Énoncé A →
Résumez sous forme de liste le paragraphe de l'article sur la saga James Bond qui commence par « De même ». Gardez-en les faits principaux.

La saga 007 est la plus ancienne du septième art, depuis 1962, avec James Bond 007 contre Dr No, de Terence Young. Et qui remonte même à 1954, si l’on prend en compte le Casino Royale, téléfilm réalisé par William H. Brown Jr, avec Barry Nelson dans le rôle de l’agent préféré de Sa Très Gracieuse Majesté. Dans quelques semaines sortira le prochain opus de la série, Mourir peut attendre, de Cary Joji Fukunaga, avec Daniel Craig et sa tête de tueur du KGB, l’occasion de se poser à la fois actualité et pertinence du phénomène.

En effet, James Bond est aujourd’hui une sorte de pithécanthrope, même si assagi depuis quelques décennies : il a arrêté de fumer et ne gifle plus les jolies agentes du SMERSH soviétique avant de les emmener, très vaguement forcées, plus vers le septième ciel que les lendemains qui chantent. Pareillement, son régime alimentaire est une aberration, à en juger des canons hygiénistes de l’époque : fois gras et caviar, arrosés de champagne et de vodka-Martini. Ce qui est très bon, comme tout ce qui est mauvais pour la santé.

De même, « Jaaaammmes », comme roucoule sa secrétaire enamourée, Miss Moneypenny, persiste à pourchasser les ennemis de la civilisation en Aston Martin – bolide dont le bilan carbone doit avoir de quoi pousser Greta Thunberg à l’AVC précoce – plutôt qu’en trottinette électrique. Bref, l’agent 007 n’est pas connu pour ses gestes écocitoyens en faveur de la planète.

Un temps (modernité oblige), il fut question de remplacer Daniel Craig par Idris Elba. Lequel, un peu dépassé par la polémique, a fini par convenir : « Je n’ai jamais déclaré que je voulais être le James Bond noir. » Après tout, a-t-on jamais demandé à Roger Moore de reprendre le rôle de Shaft, le détective fort à bras de Harlem si bien campé par Richard Roundtree, sur fond musical de l’immense Isaac Hayes ? Et Omar Sy dans le rôle de Vercingétorix ou Michel Blanc dans celui de Nelson Mandela ?

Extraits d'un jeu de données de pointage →
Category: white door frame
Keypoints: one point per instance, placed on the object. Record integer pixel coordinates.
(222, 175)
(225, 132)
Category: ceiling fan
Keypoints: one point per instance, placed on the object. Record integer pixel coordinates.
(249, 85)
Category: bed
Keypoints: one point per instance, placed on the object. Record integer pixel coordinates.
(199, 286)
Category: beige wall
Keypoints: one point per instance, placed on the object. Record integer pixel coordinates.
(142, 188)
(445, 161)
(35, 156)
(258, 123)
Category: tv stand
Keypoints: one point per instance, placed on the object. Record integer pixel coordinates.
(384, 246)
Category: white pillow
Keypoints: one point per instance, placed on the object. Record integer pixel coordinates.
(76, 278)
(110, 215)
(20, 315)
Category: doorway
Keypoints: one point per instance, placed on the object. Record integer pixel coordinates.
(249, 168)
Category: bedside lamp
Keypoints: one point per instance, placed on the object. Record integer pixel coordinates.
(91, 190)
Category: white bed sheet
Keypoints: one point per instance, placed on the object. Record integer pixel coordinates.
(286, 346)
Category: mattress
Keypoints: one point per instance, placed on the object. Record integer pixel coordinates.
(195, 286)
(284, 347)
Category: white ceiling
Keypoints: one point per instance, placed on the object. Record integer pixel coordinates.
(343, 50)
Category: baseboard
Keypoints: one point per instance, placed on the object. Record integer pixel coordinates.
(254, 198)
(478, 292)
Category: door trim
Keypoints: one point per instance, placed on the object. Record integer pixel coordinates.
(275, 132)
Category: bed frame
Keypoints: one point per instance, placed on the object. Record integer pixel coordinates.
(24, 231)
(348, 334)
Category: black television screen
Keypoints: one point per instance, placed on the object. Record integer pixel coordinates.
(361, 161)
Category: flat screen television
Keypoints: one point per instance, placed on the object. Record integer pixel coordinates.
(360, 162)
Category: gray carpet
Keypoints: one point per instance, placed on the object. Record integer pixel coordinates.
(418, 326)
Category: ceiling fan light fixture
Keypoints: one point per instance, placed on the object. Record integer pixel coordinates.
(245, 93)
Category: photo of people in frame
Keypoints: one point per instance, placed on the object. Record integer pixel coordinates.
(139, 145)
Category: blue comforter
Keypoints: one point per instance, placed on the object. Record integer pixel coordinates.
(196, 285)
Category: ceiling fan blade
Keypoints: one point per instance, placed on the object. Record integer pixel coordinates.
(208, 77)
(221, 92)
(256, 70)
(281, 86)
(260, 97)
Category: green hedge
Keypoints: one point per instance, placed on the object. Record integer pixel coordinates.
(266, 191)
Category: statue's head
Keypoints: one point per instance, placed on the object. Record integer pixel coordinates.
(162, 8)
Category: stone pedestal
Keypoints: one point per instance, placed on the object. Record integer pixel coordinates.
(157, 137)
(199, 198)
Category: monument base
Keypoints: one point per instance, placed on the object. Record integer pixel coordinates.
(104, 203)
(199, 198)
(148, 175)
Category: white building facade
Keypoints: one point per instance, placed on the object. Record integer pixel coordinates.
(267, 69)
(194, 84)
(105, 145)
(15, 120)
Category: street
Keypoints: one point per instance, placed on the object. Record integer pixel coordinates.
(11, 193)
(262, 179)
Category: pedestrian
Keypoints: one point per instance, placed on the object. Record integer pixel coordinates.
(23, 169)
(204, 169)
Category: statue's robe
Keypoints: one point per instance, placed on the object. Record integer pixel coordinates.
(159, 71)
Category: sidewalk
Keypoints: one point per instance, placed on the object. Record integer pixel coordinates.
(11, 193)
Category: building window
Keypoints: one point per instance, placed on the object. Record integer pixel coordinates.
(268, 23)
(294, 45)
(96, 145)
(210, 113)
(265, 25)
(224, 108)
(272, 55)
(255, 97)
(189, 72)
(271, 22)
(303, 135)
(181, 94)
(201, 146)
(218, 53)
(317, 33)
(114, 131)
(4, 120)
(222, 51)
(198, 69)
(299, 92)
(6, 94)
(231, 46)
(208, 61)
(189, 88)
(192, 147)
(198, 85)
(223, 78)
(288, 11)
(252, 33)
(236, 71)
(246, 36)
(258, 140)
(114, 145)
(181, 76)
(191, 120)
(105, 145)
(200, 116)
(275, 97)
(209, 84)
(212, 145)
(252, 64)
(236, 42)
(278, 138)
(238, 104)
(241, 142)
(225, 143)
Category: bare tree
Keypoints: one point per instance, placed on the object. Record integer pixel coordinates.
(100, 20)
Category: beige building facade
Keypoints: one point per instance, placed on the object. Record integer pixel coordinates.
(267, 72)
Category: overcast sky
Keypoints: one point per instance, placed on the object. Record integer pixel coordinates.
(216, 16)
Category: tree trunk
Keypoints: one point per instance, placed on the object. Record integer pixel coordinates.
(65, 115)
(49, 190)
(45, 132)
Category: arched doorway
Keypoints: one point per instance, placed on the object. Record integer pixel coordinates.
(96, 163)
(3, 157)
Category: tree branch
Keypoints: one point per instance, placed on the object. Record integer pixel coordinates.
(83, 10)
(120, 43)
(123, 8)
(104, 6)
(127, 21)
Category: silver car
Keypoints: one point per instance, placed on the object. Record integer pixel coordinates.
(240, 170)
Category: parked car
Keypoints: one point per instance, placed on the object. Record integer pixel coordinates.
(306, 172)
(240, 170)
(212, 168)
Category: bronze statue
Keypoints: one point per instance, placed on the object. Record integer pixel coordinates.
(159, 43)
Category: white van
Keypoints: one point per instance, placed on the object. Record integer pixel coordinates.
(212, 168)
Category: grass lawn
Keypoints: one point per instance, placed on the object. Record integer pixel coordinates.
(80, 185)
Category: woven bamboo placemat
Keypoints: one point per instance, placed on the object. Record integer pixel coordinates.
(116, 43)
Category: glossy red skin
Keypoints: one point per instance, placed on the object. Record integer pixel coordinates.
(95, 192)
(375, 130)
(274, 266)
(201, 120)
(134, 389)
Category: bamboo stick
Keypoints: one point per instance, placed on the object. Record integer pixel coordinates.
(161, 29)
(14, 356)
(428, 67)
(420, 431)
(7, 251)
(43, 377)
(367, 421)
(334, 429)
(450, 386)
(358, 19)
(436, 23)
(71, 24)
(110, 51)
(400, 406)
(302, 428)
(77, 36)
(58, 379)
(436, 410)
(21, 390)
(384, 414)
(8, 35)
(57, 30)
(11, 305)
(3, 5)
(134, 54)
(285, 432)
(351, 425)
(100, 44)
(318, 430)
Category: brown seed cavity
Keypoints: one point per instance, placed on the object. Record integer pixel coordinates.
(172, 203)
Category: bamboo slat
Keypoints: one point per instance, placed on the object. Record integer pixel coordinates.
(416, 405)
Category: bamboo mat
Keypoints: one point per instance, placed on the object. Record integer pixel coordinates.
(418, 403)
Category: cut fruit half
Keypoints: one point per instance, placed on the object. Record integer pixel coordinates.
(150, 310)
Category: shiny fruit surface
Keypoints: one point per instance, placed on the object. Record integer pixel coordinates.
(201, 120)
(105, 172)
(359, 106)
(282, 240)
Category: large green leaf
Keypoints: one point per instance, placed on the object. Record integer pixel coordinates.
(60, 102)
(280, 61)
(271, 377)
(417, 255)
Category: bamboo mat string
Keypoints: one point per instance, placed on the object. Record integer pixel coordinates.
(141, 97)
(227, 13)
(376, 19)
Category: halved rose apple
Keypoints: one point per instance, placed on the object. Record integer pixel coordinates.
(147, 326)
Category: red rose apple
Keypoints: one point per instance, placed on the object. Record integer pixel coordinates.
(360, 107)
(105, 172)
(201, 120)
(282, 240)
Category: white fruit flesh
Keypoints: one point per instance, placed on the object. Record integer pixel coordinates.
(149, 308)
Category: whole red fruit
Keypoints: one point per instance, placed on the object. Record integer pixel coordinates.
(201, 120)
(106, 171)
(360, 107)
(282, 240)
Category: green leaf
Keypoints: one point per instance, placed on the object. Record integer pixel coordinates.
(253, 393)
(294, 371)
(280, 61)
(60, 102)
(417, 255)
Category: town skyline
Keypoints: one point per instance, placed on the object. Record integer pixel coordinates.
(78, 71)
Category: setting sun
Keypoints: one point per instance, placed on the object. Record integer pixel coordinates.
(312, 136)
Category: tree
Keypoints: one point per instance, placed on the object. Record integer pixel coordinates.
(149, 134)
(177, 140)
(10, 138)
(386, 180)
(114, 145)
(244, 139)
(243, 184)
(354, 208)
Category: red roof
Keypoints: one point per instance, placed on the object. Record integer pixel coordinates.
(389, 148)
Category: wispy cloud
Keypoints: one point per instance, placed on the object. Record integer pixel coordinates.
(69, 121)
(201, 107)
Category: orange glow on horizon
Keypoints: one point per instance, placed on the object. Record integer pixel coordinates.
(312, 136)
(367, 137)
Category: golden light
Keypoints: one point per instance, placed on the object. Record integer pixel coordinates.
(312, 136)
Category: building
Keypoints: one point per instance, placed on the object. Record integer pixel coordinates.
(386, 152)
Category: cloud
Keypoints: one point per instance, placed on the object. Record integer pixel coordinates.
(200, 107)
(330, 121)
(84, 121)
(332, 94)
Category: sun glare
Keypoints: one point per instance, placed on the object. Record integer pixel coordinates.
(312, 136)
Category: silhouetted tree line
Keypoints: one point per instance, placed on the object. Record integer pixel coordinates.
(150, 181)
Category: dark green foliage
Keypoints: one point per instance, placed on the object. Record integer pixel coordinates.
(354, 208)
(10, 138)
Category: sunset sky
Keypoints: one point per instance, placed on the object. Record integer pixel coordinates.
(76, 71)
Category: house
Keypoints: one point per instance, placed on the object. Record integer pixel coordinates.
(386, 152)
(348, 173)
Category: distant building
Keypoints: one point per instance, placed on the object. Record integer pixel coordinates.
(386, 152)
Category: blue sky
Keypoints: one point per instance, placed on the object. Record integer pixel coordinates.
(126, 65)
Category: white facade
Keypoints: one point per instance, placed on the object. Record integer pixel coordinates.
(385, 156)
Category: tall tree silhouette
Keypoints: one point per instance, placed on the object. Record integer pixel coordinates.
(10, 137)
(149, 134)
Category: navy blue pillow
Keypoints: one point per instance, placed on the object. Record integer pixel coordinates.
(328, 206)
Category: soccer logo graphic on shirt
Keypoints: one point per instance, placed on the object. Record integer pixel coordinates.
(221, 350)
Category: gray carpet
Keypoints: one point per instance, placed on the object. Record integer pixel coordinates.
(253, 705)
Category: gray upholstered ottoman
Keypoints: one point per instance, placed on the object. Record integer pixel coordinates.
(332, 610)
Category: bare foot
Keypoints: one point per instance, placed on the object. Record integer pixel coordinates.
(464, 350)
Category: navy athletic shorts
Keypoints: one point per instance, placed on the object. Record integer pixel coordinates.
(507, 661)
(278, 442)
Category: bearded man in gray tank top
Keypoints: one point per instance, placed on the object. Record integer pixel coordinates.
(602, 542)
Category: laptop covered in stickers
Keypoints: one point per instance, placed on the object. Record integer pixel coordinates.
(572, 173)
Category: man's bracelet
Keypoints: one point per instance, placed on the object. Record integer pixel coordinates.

Énoncé B →
Recopiez à l'identique, s'il vous plaît, la partie des entrées qui commence à la ligne contenant « Category: navy athletic shorts » et se termine avec la fin des entrées.

Corrigé A →
- Miss Moneypenny, sa secrétaire amoureuse, l'appelle en roucoulant « Jaaaammmes ».
- James Bond poursuit les ennemis de la civilisation en Aston Martin plutôt qu'en trottinette électrique.
- Le bilan carbone de ce bolide aurait de quoi provoquer un AVC précoce chez Greta Thunberg.
- L'agent 007 n'est pas connu pour ses gestes écocitoyens en faveur de la planète.

Corrigé B →
Category: navy athletic shorts
Keypoints: one point per instance, placed on the object. Record integer pixel coordinates.
(507, 661)
(278, 442)
Category: bearded man in gray tank top
Keypoints: one point per instance, placed on the object. Record integer pixel coordinates.
(602, 542)
Category: laptop covered in stickers
Keypoints: one point per instance, placed on the object. Record integer pixel coordinates.
(572, 173)
Category: man's bracelet
Keypoints: one point per instance, placed on the object. Record integer pixel coordinates.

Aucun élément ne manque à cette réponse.